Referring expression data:
-- Opening Marker --

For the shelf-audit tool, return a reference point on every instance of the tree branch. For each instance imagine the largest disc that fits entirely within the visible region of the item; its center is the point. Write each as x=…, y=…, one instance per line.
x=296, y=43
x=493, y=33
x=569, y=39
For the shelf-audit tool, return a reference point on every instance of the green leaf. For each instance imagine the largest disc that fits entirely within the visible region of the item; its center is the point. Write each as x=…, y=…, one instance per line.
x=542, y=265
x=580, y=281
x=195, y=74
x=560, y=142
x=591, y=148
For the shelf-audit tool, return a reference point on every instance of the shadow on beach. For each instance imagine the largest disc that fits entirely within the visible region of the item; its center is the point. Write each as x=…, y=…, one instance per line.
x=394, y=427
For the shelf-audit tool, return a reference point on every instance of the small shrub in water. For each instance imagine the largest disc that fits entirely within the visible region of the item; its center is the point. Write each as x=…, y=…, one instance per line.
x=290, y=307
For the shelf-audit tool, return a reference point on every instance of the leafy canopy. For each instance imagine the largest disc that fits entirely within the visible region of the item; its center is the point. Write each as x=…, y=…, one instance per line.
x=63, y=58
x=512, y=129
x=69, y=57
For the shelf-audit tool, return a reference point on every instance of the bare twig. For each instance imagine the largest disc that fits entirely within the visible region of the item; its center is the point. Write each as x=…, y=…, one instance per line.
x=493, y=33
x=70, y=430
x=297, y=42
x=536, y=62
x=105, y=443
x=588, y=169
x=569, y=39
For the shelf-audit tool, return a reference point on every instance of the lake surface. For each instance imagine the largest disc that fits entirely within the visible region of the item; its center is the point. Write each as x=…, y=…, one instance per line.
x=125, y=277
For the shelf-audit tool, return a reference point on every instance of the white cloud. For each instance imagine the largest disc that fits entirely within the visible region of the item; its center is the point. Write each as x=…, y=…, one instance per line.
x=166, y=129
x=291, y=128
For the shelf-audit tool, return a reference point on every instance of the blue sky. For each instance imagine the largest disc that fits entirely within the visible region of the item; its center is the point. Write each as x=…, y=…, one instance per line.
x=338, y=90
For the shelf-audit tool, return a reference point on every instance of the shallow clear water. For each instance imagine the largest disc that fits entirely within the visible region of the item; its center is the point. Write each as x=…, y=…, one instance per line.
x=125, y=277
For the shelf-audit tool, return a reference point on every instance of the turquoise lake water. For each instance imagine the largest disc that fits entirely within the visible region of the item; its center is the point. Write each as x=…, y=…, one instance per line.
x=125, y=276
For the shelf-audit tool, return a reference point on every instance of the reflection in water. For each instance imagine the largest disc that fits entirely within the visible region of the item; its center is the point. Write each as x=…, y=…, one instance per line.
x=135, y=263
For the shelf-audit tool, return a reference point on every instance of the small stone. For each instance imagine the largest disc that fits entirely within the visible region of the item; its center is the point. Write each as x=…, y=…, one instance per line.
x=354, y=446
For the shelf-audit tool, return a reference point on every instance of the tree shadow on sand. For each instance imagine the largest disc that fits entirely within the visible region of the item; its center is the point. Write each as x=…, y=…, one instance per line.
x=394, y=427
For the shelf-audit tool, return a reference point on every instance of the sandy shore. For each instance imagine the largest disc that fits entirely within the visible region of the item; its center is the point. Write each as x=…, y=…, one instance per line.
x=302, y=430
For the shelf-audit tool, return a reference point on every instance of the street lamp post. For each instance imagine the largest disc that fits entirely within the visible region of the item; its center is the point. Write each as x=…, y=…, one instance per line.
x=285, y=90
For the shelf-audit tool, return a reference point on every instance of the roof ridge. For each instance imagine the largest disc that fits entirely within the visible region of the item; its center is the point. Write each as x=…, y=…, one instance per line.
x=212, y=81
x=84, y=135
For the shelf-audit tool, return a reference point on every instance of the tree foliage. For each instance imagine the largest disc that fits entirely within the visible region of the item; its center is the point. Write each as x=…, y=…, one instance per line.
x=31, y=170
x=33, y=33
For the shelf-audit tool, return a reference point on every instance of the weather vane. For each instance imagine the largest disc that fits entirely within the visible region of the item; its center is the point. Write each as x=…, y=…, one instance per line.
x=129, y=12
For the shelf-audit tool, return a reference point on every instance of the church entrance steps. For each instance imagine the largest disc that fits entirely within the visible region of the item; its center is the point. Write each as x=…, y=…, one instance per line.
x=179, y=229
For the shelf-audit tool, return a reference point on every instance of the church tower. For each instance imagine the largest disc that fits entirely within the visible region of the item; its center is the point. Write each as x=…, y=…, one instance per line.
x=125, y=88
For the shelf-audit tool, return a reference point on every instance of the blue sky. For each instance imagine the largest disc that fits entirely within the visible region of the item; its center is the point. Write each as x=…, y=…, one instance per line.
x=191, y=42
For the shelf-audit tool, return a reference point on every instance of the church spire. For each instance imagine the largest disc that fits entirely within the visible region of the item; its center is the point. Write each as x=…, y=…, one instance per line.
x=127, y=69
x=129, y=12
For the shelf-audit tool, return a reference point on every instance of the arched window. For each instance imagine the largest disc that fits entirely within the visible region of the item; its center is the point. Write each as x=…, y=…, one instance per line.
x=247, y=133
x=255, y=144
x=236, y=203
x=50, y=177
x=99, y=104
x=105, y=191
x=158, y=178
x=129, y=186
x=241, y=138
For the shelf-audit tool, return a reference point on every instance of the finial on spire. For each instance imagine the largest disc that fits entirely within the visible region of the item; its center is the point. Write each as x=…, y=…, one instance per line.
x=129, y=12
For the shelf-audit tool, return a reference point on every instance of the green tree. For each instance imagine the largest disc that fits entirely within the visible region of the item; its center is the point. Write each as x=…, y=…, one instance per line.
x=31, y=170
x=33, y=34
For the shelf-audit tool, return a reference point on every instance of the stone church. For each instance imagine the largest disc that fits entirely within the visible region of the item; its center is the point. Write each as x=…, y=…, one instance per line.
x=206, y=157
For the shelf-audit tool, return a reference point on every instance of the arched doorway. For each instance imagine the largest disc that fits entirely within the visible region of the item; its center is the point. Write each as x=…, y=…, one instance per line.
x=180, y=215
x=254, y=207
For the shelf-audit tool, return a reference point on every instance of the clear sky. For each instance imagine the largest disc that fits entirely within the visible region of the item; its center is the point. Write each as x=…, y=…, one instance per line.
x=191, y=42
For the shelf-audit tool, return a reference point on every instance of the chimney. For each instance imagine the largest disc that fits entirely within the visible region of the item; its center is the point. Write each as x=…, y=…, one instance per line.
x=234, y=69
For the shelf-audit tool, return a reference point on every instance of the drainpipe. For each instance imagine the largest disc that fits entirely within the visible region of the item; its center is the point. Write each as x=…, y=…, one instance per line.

-- Closing Marker --

> [Problem statement]
Please write out each entry shown above exactly as given.

> [Written response]
For the shelf-audit tool, return a reference point on every instance of the tree branch. For each instance imagine the largest disc that fits entirely within the visible region of the item; its center is the point. Write each as x=…, y=…, one instance per line.
x=296, y=43
x=493, y=33
x=569, y=39
For the shelf-audit tool, return a reference point on every instance of the green leaf. For each instance imagine the largest disc that fits entirely within the visible region of the item; its center is the point. Write each as x=…, y=…, one instance per line.
x=542, y=265
x=580, y=281
x=195, y=74
x=560, y=142
x=591, y=148
For the shelf-audit tool, return a reference point on every instance of the shadow on beach. For each instance imagine the largest disc that fits entirely within the visible region of the item; its center is the point. Write each as x=…, y=…, one instance per line.
x=394, y=427
For the shelf-audit tool, return a reference point on every instance of the small shrub in water. For each instance imagine the largest disc that fits entirely within the visible region of the item; its center is the point. Write each as x=…, y=…, one instance per line.
x=290, y=307
For the shelf-audit tool, return a reference point on every instance of the leafy canopy. For each instance imagine the largest disc that fits entirely within the visible region of the item; its center is the point. Write each as x=…, y=…, one instance per line.
x=63, y=58
x=512, y=129
x=69, y=57
For the shelf-audit tool, return a reference point on every instance of the bare twig. For each instance imagine the largest disc that fits entirely within the visible region of the item; its center is the point. Write each as x=…, y=…, one instance per line.
x=493, y=33
x=70, y=430
x=297, y=42
x=536, y=62
x=105, y=443
x=588, y=169
x=569, y=39
For the shelf-audit tool, return a reference point on every instance of the lake surface. For each instance imagine the largest disc that fits entirely within the visible region of the item; its center is the point. Write each as x=…, y=…, one instance per line.
x=125, y=277
For the shelf-audit tool, return a reference point on every instance of the white cloud. For each instance imagine the largest disc that fits entirely within the visible region of the item; its center is the point. Write each as x=…, y=…, one instance per line.
x=166, y=129
x=291, y=128
For the shelf-audit tool, return a reference point on every instance of the blue sky. For each instance imagine the largest disc that fits entirely within the visible region of the item; its center is the point. Write each as x=…, y=…, one instance per line.
x=338, y=90
For the shelf-audit tool, return a reference point on every instance of the shallow clear water. For each instance imagine the largest disc that fits entirely within the visible region of the item; its center is the point. Write each as x=…, y=…, one instance per line.
x=125, y=277
For the shelf-audit tool, return a reference point on every instance of the turquoise lake water. For each instance imagine the largest disc that fits entirely within the visible region of the item; its center is the point. Write each as x=…, y=…, one instance per line.
x=125, y=276
For the shelf-audit tool, return a reference point on every instance of the reflection in water. For each instance imagine the largest disc that fits entirely within the visible region of the item; its center is the point. Write each as x=…, y=…, one instance per line.
x=135, y=263
For the shelf-audit tool, return a reference point on every instance of the small stone. For each instance imagine the largest disc that fits entirely within the visible region of the item; its center is the point. Write each as x=…, y=…, one instance per line.
x=354, y=446
For the shelf-audit tool, return a reference point on every instance of the tree shadow on sand. For each instance imagine the largest disc that fits entirely within the visible region of the item; its center is the point. Write each as x=…, y=…, one instance per line.
x=394, y=427
For the shelf-audit tool, return a reference point on every instance of the sandy shore. For each instance imagine the largest disc that fits entirely within the visible region of the item; its center is the point. Write each as x=…, y=…, one instance per line.
x=302, y=430
For the shelf-audit tool, return a reference point on every instance of the street lamp post. For each instance imagine the largest disc that fits entirely within the visible region of the item; its center is the point. Write each as x=…, y=…, one instance per line.
x=285, y=90
For the shelf-audit tool, return a reference point on every instance of the roof ridge. For each instance imagine the largest disc that fits entirely within the visible region of the item; its center is the point. Write each as x=…, y=…, one instance per line.
x=212, y=81
x=84, y=135
For the shelf-audit tool, return a reference point on every instance of the tree foliage. For each instance imagine the largest disc that fits entirely within the visible region of the item; its center is the point. Write each as x=…, y=…, one instance per line.
x=31, y=170
x=33, y=33
For the shelf-audit tool, return a reference point on every instance of the weather vane. For each instance imagine the largest disc that fits entirely within the visible region of the item; its center is the point. Write each as x=…, y=…, one instance per line.
x=129, y=12
For the shelf-audit tool, return a reference point on every instance of the church entrance steps. For each instance imagine the largest disc that fits entirely within the visible region of the item; its center is the point. Write each as x=…, y=…, one instance per line.
x=179, y=229
For the shelf-audit tool, return a reference point on every instance of the church tower. For each instance imagine the largest disc that fits entirely within the visible region of the item; its center is the point. Write each as x=…, y=…, one instance per line.
x=125, y=88
For the shelf-audit tool, return a reference point on every instance of the blue sky. For each instance imagine the largest disc that fits entirely within the visible region of the item; its center is the point. Write each as x=…, y=…, one instance per line.
x=191, y=42
For the shelf-audit tool, return a reference point on every instance of the church spire. For each instance imagine the largest disc that fits entirely within the visible region of the item; its center is the point. Write each as x=…, y=…, one instance per line.
x=127, y=69
x=129, y=12
For the shelf-audit tool, return a reference point on every instance of the arched window. For each instance imagine the largest disc that fits entirely within the visible region of the item; its center is the point. Write each as x=…, y=…, one instance per line.
x=247, y=133
x=255, y=144
x=236, y=203
x=50, y=177
x=99, y=104
x=105, y=191
x=158, y=178
x=129, y=186
x=241, y=138
For the shelf-audit tool, return a reference point on every instance of the finial on spire. For each instance imagine the largest disc that fits entirely within the visible region of the item; its center is the point. Write each as x=…, y=…, one instance per line.
x=129, y=12
For the shelf-audit tool, return a reference point on every instance of the green tree. For each instance imagine the largest disc that fits entirely within the visible region of the item; its center is the point. Write each as x=…, y=…, one instance per line.
x=31, y=170
x=33, y=34
For the shelf-audit tool, return a reference point on every instance of the stone church. For each instance imagine the largest disc that fits entirely within the visible region of the item; its center is the point. Write each as x=…, y=…, one instance per line.
x=206, y=157
For the shelf-audit tool, return a reference point on every instance of the arched doorway. For each instance imagine the largest disc that fits entirely within the visible region of the item; its center is the point. Write each as x=…, y=…, one instance per line.
x=180, y=215
x=254, y=207
For the shelf-audit tool, return a reference point on every instance of the clear sky. For each instance imagine the largest disc that fits entirely within the visible region of the item; its center is the point. Write each as x=…, y=…, one instance per line.
x=191, y=42
For the shelf-audit tool, return a reference point on every instance of the chimney. For each instance imagine the largest disc that fits entirely within the visible region of the item; its center is the point. Write each as x=…, y=…, one instance per line.
x=234, y=69
For the shelf-audit tool, return a reference point on every instance of the drainpipe. For each instance imagine the largest disc that fits entirely within the visible region of the item; its center is the point. Write each as x=…, y=…, one instance per line.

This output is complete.